+++ Selected extract
With the help of the nurse, I got up and walked about 15 minutes after waking up. My surgeon called and told me the surgery had gone as well as it could have. While she did have to take a good portion of breast out, she was able to minimize the incision (and later scaring) by cutting around my areola, and that she was successful in the lymph removal, taking 3 lymph nodes, verified by new technology and lab tests to be the lymph nodes with cancer present. Woo hoo!

I was home and resting in bed by 8:30 that night.

Now, three days later, I’m managing the pain with meds, ice and rest. The ice is a must, bringing immediate relief, even if short lived. The swelling and bruising are worse today but I’m hopeful I’ll be in less pain day by day after this weekend, or at least by mid week. I have not yet seen what the incisions look like as the waterproof dressings are not ready to be removed. While I’m anxious to see, I’m much more anxious to get the results from pathology back. I’m ready to hear that I’m cancer free!
++++++
+++ Data records
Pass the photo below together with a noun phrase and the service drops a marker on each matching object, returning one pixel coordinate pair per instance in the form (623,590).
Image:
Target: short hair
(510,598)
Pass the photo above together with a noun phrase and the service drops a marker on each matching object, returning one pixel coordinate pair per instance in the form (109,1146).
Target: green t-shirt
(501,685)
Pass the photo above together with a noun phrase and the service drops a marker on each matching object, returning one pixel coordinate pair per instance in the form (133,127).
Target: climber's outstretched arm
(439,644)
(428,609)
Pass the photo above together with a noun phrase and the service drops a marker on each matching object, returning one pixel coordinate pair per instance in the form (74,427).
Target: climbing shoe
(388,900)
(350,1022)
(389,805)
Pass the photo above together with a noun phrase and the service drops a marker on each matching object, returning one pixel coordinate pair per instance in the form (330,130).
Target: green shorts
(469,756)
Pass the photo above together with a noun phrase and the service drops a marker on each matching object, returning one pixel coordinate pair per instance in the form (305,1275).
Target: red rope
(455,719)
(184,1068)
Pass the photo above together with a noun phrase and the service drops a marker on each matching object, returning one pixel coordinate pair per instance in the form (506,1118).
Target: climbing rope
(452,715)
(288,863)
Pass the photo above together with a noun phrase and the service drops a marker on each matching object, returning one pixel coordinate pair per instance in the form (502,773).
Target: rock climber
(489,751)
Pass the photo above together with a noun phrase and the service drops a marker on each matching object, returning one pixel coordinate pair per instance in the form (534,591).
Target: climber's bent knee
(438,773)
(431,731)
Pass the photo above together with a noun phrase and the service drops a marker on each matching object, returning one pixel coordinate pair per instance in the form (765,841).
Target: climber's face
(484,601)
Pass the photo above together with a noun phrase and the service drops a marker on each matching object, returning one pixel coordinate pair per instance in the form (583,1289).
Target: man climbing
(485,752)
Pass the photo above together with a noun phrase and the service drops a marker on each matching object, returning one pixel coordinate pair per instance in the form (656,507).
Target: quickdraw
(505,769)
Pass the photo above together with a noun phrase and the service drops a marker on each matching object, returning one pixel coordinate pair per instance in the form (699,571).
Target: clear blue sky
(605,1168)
++++++
## [Activities]
1) In the breast surgery account, rewrite the paragraph beginning "Now, three days later" as a short bulleted list that keeps its main facts.
2) According to the breast surgery account, how many lymph nodes did the surgeon take?
3) Carry the breast surgery account forward from its last sentence.
The data is not needed for any of the tasks.

## [Task-by-task outputs]
1)
- Three days after surgery, I'm managing the pain with meds, ice and rest.
- Ice brings immediate but short-lived relief.
- Swelling and bruising are worse today; I hope the pain eases after this weekend or by midweek.
- I haven't seen the incisions yet because the waterproof dressings aren't ready to come off.
- I'm more anxious about the pathology results and ready to hear I'm cancer free.

2) Three lymph nodes.

3)
Fingers crossed. I’ll post an update as soon as I know. Thank you all so much for the continued Love and support…it keeps me going! More to come soon…

13 Replies to “SURGERY IS DONE”

  1. Joan jelinek says:

    You are a true warrior! So glad that so much is behind you, you trooper! Sending positivity and love to you and Dylan!

  2. Craig Lowery says:

    Hello friend. Much love and well wishes. I thought of you today as we had students back in person for the first time in a year. They are our purpose. They brought life back into the building. I hope you are able to lean into the incredible community you help to build. You have given so much, now it’s time to let yourself be loved and cared for by all of those you have done the same for!

  3. Susan Prior says:

    Beven, thank you for this update. I’m visualizing you cancer free and continue to send love, positive vibes and gentle hugs to YOU💗

  4. Nancy Hiser says:

    Another milestone! Hope the recovery from chemo has been complete. Will hold good thoughts for path results. Hugs and love.

  5. Daniel says:

    Our thoughts are with you, sending energy & focusing on the best for you.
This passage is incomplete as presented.